• What is being asked: Turn the entries below into a numbered list with one line per item, and leave out any blank lines.

╔══

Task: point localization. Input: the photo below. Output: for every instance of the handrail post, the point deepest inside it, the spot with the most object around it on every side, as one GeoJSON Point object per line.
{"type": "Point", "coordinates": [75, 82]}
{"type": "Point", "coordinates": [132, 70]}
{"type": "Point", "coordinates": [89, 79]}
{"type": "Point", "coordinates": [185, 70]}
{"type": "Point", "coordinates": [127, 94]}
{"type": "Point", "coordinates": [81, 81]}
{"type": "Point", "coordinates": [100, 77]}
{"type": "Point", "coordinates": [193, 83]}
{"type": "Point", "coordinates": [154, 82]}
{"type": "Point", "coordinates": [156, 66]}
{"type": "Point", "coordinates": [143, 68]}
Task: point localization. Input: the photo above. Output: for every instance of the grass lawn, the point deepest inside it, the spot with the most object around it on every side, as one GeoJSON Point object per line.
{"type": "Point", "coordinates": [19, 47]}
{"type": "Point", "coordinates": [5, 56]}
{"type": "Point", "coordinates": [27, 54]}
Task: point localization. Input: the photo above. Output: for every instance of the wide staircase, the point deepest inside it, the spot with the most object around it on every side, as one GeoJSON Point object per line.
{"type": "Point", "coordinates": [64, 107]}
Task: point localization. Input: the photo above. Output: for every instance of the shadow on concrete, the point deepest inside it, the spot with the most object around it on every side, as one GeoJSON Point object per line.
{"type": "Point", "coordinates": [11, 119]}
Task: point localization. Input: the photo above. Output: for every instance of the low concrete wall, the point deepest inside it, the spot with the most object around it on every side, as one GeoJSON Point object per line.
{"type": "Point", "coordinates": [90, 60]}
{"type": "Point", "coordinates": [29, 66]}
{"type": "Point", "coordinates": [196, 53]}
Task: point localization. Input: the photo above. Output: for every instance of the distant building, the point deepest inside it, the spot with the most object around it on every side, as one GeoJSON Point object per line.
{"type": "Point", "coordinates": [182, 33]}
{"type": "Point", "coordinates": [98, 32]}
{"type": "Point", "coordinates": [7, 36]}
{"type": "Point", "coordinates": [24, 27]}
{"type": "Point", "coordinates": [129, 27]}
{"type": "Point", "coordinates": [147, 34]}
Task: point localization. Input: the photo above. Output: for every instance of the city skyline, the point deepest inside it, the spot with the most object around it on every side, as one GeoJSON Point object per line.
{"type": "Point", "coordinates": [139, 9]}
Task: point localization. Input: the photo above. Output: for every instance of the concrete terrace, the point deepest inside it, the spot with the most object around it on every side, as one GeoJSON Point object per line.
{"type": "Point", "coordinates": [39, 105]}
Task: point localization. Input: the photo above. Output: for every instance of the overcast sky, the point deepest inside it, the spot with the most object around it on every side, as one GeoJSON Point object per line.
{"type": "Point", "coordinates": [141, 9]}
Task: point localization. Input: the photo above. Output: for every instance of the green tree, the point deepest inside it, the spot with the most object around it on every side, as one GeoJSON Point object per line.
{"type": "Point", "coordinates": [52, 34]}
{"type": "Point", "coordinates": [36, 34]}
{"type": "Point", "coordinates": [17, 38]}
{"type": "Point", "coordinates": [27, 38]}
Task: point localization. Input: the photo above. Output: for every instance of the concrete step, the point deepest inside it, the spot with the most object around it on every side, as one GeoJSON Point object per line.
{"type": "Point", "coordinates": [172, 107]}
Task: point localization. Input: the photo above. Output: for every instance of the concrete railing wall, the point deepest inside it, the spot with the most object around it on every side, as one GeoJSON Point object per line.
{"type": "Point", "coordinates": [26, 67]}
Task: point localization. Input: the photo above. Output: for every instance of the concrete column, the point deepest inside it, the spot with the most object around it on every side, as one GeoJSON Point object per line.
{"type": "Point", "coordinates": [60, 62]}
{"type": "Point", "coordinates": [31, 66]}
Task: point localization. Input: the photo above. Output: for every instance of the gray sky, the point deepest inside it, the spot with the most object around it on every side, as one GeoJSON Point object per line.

╚══

• Output for this task:
1. Task: point localization. Input: the photo below. Output: for every instance of the handrail post, the point deepest inside it, the spot with the most object around it on every side, as one GeoJSON Point object per line.
2. {"type": "Point", "coordinates": [75, 82]}
3. {"type": "Point", "coordinates": [132, 70]}
4. {"type": "Point", "coordinates": [89, 79]}
5. {"type": "Point", "coordinates": [185, 70]}
6. {"type": "Point", "coordinates": [127, 94]}
7. {"type": "Point", "coordinates": [81, 81]}
8. {"type": "Point", "coordinates": [100, 77]}
9. {"type": "Point", "coordinates": [193, 83]}
10. {"type": "Point", "coordinates": [154, 82]}
11. {"type": "Point", "coordinates": [156, 66]}
12. {"type": "Point", "coordinates": [143, 68]}
13. Task: point localization. Input: the photo above. Output: for every instance of the grass lawn, the point deepest inside it, the spot with the most object around it on every side, as one GeoJSON Point object per line.
14. {"type": "Point", "coordinates": [19, 47]}
15. {"type": "Point", "coordinates": [5, 56]}
16. {"type": "Point", "coordinates": [27, 54]}
17. Task: point localization. Input: the photo above. Output: for every instance of the wide staircase, the point deepest inside it, the spot with the most object around it on every side, as one GeoJSON Point object per line.
18. {"type": "Point", "coordinates": [64, 107]}
19. Task: point localization. Input: the photo above. Output: for every instance of the shadow on concrete, the point deepest inside it, the spot with the most object around it on every side, as one GeoJSON Point object per line.
20. {"type": "Point", "coordinates": [11, 119]}
21. Task: point localization. Input: the photo above. Output: for every instance of the low concrete wall, the point deepest inside it, the spot with the most object around it on every side, as one GeoJSON Point object per line.
22. {"type": "Point", "coordinates": [90, 60]}
23. {"type": "Point", "coordinates": [29, 66]}
24. {"type": "Point", "coordinates": [196, 53]}
25. Task: point localization. Input: the photo above. Output: for every instance of the distant building, the point deepest inside it, the spot with the most object around it on every side, as one GeoJSON Point object per line.
26. {"type": "Point", "coordinates": [182, 33]}
27. {"type": "Point", "coordinates": [98, 32]}
28. {"type": "Point", "coordinates": [7, 36]}
29. {"type": "Point", "coordinates": [24, 27]}
30. {"type": "Point", "coordinates": [129, 27]}
31. {"type": "Point", "coordinates": [147, 34]}
32. Task: point localization. Input: the photo above. Output: for every instance of the city skyline, the point deepest inside it, the spot with the most object around it on every side, as one GeoJSON Point object per line.
33. {"type": "Point", "coordinates": [139, 9]}
34. Task: point localization. Input: the photo above. Output: for every instance of the concrete terrace, the point deepest inside it, the spot with the most object around it on every side, as one GeoJSON Point object per line.
35. {"type": "Point", "coordinates": [39, 105]}
36. Task: point localization. Input: the photo above. Output: for every instance of the overcast sky, the point deepest inside it, the spot with the most object around it on every side, as one GeoJSON Point object per line.
37. {"type": "Point", "coordinates": [141, 9]}
38. Task: point localization. Input: the photo above. Output: for every instance of the green tree, the point deepest inside it, the spot with the most object around it on every side, as one GeoJSON Point object per line.
39. {"type": "Point", "coordinates": [52, 34]}
40. {"type": "Point", "coordinates": [36, 34]}
41. {"type": "Point", "coordinates": [17, 38]}
42. {"type": "Point", "coordinates": [27, 38]}
43. Task: point localization. Input: the photo above. Output: for every instance of the concrete step, the point deepest inside it, the spot with the most object around it on every side, as one GeoJSON Point object per line.
44. {"type": "Point", "coordinates": [172, 107]}
45. Task: point localization. Input: the photo above. Output: for every instance of the concrete railing wall, the point deepest inside it, the spot with the most object around it on every side, as one GeoJSON Point object per line.
46. {"type": "Point", "coordinates": [26, 67]}
47. Task: point localization. Input: the photo above. Output: for every instance of the concrete column, the point deepest inside it, the spot with the most object around it on every side, as one GeoJSON Point object per line.
48. {"type": "Point", "coordinates": [60, 62]}
49. {"type": "Point", "coordinates": [31, 66]}
50. Task: point localization. Input: the photo above. Output: for every instance of the gray sky, the point deepest inside it, the spot with the most object around it on every side, as one GeoJSON Point object per line.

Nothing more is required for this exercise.